[Opening Provided data section]

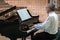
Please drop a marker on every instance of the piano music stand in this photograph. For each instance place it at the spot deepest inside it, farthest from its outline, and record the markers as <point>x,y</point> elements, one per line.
<point>28,17</point>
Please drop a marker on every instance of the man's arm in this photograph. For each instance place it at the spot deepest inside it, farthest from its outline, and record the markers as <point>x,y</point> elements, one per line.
<point>45,24</point>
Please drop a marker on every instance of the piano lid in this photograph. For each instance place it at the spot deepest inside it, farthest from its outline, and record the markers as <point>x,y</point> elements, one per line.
<point>8,10</point>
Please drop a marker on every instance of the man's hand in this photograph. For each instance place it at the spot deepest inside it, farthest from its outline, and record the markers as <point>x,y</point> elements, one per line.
<point>39,31</point>
<point>2,18</point>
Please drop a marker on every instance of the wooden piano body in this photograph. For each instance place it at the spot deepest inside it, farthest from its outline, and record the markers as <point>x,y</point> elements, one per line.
<point>10,28</point>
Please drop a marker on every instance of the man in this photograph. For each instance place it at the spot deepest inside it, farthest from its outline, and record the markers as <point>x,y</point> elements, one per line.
<point>50,25</point>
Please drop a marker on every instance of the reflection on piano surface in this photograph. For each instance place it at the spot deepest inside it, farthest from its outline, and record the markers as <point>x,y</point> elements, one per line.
<point>13,27</point>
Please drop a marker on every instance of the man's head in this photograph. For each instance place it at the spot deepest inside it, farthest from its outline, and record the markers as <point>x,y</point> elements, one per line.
<point>50,7</point>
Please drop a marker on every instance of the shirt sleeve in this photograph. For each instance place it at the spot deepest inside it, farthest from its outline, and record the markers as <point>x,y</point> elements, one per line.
<point>45,24</point>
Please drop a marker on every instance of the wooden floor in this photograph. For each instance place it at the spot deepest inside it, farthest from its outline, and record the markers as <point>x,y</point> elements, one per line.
<point>5,38</point>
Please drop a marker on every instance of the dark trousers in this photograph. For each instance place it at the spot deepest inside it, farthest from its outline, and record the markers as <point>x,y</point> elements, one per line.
<point>44,36</point>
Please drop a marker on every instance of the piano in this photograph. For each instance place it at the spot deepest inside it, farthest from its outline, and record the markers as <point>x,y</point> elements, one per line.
<point>20,27</point>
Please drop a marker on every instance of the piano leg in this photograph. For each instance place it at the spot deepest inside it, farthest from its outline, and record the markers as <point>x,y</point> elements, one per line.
<point>13,39</point>
<point>23,38</point>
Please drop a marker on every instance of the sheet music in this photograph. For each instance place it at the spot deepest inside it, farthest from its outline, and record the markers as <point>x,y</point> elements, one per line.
<point>23,13</point>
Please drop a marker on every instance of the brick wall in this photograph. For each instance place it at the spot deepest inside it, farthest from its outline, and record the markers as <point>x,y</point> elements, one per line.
<point>36,7</point>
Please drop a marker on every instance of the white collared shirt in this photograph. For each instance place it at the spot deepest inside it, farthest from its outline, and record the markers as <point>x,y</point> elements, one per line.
<point>50,25</point>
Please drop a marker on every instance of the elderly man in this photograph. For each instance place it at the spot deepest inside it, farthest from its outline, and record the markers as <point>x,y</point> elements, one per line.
<point>50,25</point>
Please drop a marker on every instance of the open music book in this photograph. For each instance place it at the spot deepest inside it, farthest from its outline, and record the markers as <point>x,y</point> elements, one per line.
<point>23,13</point>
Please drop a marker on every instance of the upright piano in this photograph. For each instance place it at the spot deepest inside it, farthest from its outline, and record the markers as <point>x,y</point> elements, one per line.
<point>14,27</point>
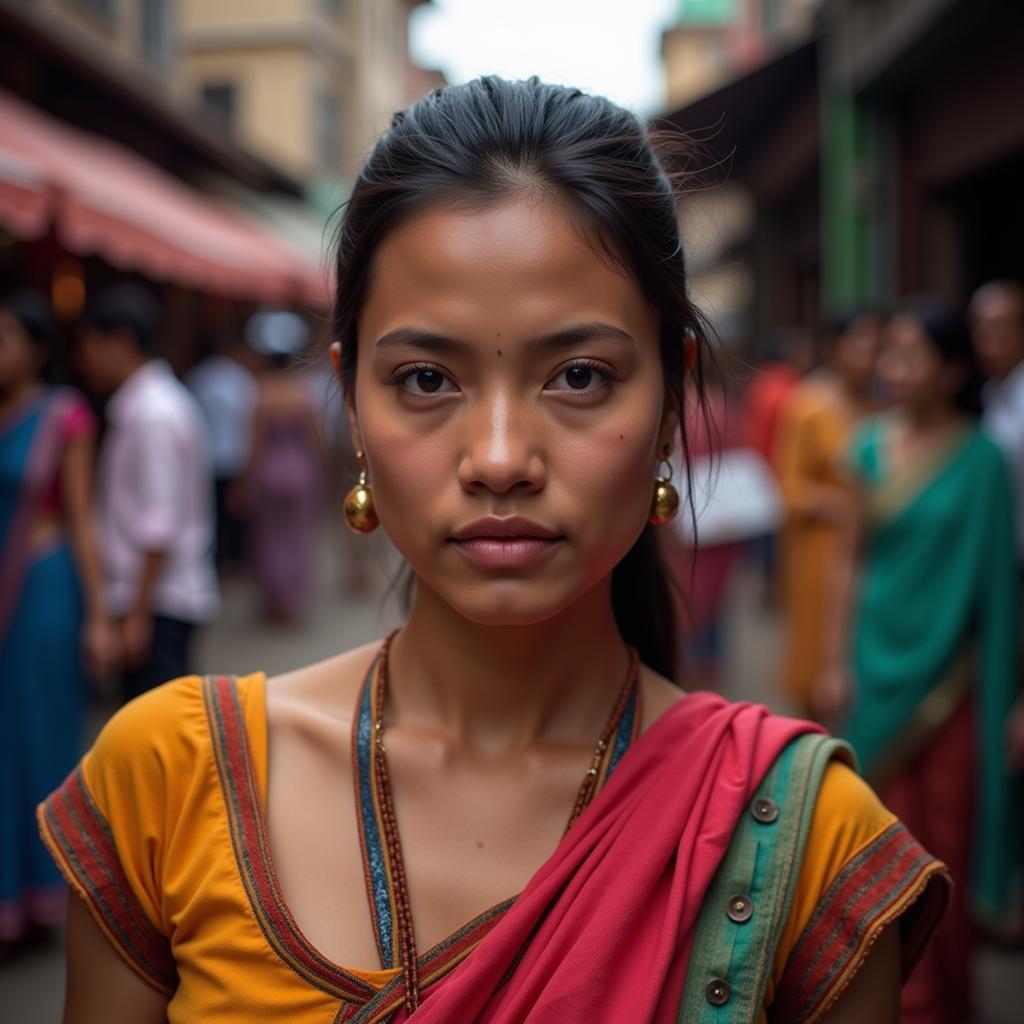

[Closing Provided data section]

■ Your task
Print the entries above exactly, taking out only the pictures.

■ Solved problem
Please drop a marker on every instance of the piano music stand in this photograph. For each instance place it at the spot deepest inside it, farthest from its outline, and record the markers as <point>x,y</point> elements, one per line.
<point>28,17</point>
Please drop a marker on every instance of the man's arm in this photograph. For each instance place it at the spot deepest inside it, farthest from its outline, and record the markers as <point>x,y</point> elements, one per line.
<point>45,24</point>
Please drop a marker on every instance of the piano lid in this photograph. For each instance place it at the spot deepest inside it, farthest from its outline, and record the markers as <point>x,y</point> elements, one per line.
<point>8,10</point>
Please drop a marker on every instance of the man's hand in this photograph. For each instance place it at the spot deepest inside it, farthest from its outline, and record the markers as <point>x,y</point> elements, one per line.
<point>39,31</point>
<point>2,18</point>
Please drop a marker on every instance of the wooden piano body in this photograph. For each instance place it at the spot deepest inside it, farthest from its outline, and record the markers as <point>x,y</point> elements, one per line.
<point>10,28</point>
Please drop a marker on every instance of the man in this photograph. For each instance place it at the spot deepest inside it, farthest from its outline, and record the markers as <point>x,y</point> elements, one per line.
<point>50,25</point>
Please drop a marker on every instance of the reflection on piano surface in this photograph. For each instance place it at the spot deepest inside it, farthest from its outline, and record the markers as <point>x,y</point> elements, one per line.
<point>13,27</point>
Please drop a marker on every instance of the man's head in this photograph. For each instance place it at the spot deepest inside it, farthest from its outline, and record the markers as <point>x,y</point> elements, one per line.
<point>50,7</point>
Please drop a marker on every instance of the shirt sleeve in this photograph. For each instance place it at the spot deepest inside it, farthest from its outline, and record the markers as <point>x,y</point> elements, one per line.
<point>45,24</point>
Please drop a marker on every instance of the wooden floor in this photograph. For each instance place it at the spot deepest inside it, farthest from its outline, and record the markers as <point>x,y</point> elements, one per line.
<point>5,38</point>
Please drop a marker on every instance of the dark trousers in this photograph. For each instance place it at the spot deepest inside it, farthest from its outline, and record the markers as <point>x,y</point> elements, one per line.
<point>44,36</point>
Please drop a marker on every instance of the piano in this photograph. For each instance place it at the spot deepest inside it, farthest from its outline, and record the markers as <point>x,y</point> elements, one per line.
<point>20,27</point>
Please drop a marker on every instance of the piano leg in this photograph. For each instance place it at the spot deepest inside it, farthest from its outline, and record the markers as <point>x,y</point> elements, one per line.
<point>13,39</point>
<point>23,38</point>
Please drop a marker on every instance of the sheet music in this photograph. For each instance place it at the spot deepest inside it, farthest from its outline, and record the markers as <point>x,y</point> elements, one per line.
<point>23,13</point>
Please drop a marker on every instance of the brick wall in this photograph. For each instance place it at the spot deepest inside it, farthest from its outline, and record the markers as <point>x,y</point> elements, one per line.
<point>36,7</point>
Please drop a marker on every instance of the white collared shirt in this photograph. For each instance place it at the spot deepest inside it, farthest from its outline, and record the markers as <point>x,y</point> elements, one per line.
<point>50,25</point>
Please drop a marker on every instance of the elderly man in this photograph. For each instance place it at the spot deepest inside it, farthest from its outline, and record the markers as <point>x,y</point> elements, one per line.
<point>50,25</point>
Please drop a marker on every instance of the open music book in this photograph. For each instance place it at the spot deepest inside it, farthest from its outline, and record the markers as <point>x,y</point> elements, one per line.
<point>23,13</point>
Please drop a marker on every instance of the upright piano in this photograph. For each instance place it at the spot deepest inside it, farthest from its outline, and record the markers as <point>x,y</point> elements, one per line.
<point>14,27</point>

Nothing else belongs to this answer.